▶ Document segment:
:::
# DS5460 Milestone 2 - EDA 

### Ingesting Files to PySpark

Author: Anne Tumlin

Date: 03/21/25

Now that we have taken the files from the original GCS bucket, extracted them, and put them in our local GCS bucket (see `docs/EXTRACTION_PROCESS` in GitHub for more details), we can begin to ingest our data into PySpark. 

In [2]:
from pyspark.sql import SparkSession

spark = SparkSession.builder \
    .appName("app_name") \
    .getOrCreate()

Don't forget to edit the path with YOUR google storage bucket here. 

In [3]:
json_path = "gs://ds5460-tumlinam-fp-bucket/gridopt-dataset-tmp/dataset_release_1/pglib_opf_case500_goc/group_1/*.json"

### Testing on a Small Scale
Let's try this with only 100 files first. 

In [9]:
from google.cloud import storage
client = storage.Client()

Reminder: Change bucket_name 

In [10]:
bucket_name = "ds5460-tumlinam-fp-bucket"
bucket = client.get_bucket(bucket_name)

In [12]:
prefix = "gridopt-dataset-tmp/dataset_release_1/pglib_opf_case500_goc/group_1/"

In [13]:
# List blobs (files) in the specified prefix and collect the first 100 file paths
blobs = bucket.list_blobs(prefix=prefix)
file_paths = []
for blob in blobs:
    file_paths.append(f"gs://{bucket_name}/{blob.name}")
    if len(file_paths) >= 100:
        break

In [14]:
print("Loading the following 100 JSON file paths:")
for path in file_paths:
    print(path)
:::
▶ Provided material:
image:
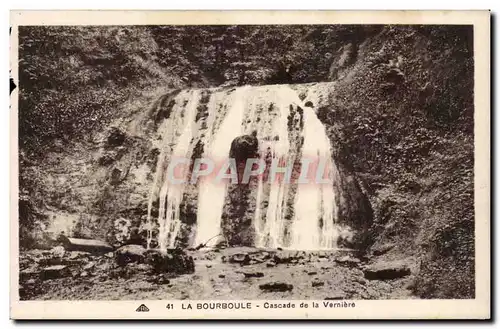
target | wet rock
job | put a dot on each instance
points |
:::
▶ Requirements:
1. Condense the paragraph in the PySpark ingestion notebook that begins "Now that we have taken the files" into one shorter sentence that keeps its main facts.
2. Carry the PySpark ingestion notebook forward from the point where it stops.

▶ Responses by task:
1. With the files taken from the original GCS bucket, extracted, and placed in our local GCS bucket (described in `docs/EXTRACTION_PROCESS` on GitHub), we can start ingesting the data into PySpark.

2.
Loading the following 100 JSON file paths:
gs://ds5460-tumlinam-fp-bucket/gridopt-dataset-tmp/dataset_release_1/pglib_opf_case500_goc/group_1/example_15000.json
gs://ds5460-tumlinam-fp-bucket/gridopt-dataset-tmp/dataset_release_1/pglib_opf_case500_goc/group_1/example_15001.json
gs://ds5460-tumlinam-fp-bucket/gridopt-dataset-tmp/dataset_release_1/pglib_opf_case500_goc/group_1/example_15002.json
gs://ds5460-tumlinam-fp-bucket/gridopt-dataset-tmp/dataset_release_1/pglib_opf_case500_goc/group_1/example_15003.json
gs://ds5460-tumlinam-fp-bucket/gridopt-dataset-tmp/dataset_release_1/pglib_opf_case500_goc/group_1/example_15004.json
gs://ds5460-tumlinam-fp-bucket/gridopt-dataset-tmp/dataset_release_1/pglib_opf_case500_goc/group_1/example_15005.json
gs://ds5460-tumlinam-fp-bucket/gridopt-dataset-tmp/dataset_release_1/pglib_opf_case500_goc/group_1/example_15006.json
gs://ds5460-tumlinam-fp-bucket/gridopt-dataset-tmp/dataset_release_1/pglib_opf_case500_goc/group_1/example_15007.json
gs://ds5460-t

**IMPORTANT NOTE:** After testing and running into issues with the schema, I discovered that due to the way the JSON files are formatted we must utilize the multiline read option. Otherwise, our data will not be read in properly. Instead, it will lead to the error `|-- _corrupt_record: string (nullable = true)`. 

In [19]:
# Make sure to use multiline read option!
df_small = spark.read.option("multiline", "true").json(file_paths)

In [20]:
df_small.printSchema()

root
 |-- grid: struct (nullable = true)
 |    |-- context: array (nullable = true)
 |    |    |-- element: array (containsNull = true)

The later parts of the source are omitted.